## Dataset records
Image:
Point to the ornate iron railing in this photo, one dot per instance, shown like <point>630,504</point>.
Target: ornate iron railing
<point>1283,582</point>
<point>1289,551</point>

## Goal of the exercise
Arrange the records above as a two-column CSV headed request and answer, with one row per record. Put each record's text and its answer in its own quoted field, replacing line breaks with spaces.

## Completed task
request,answer
"Image: Point to the ornate iron railing in this photo, one dot per instance, shown like <point>630,504</point>. Target: ornate iron railing","<point>1283,582</point> <point>1289,551</point>"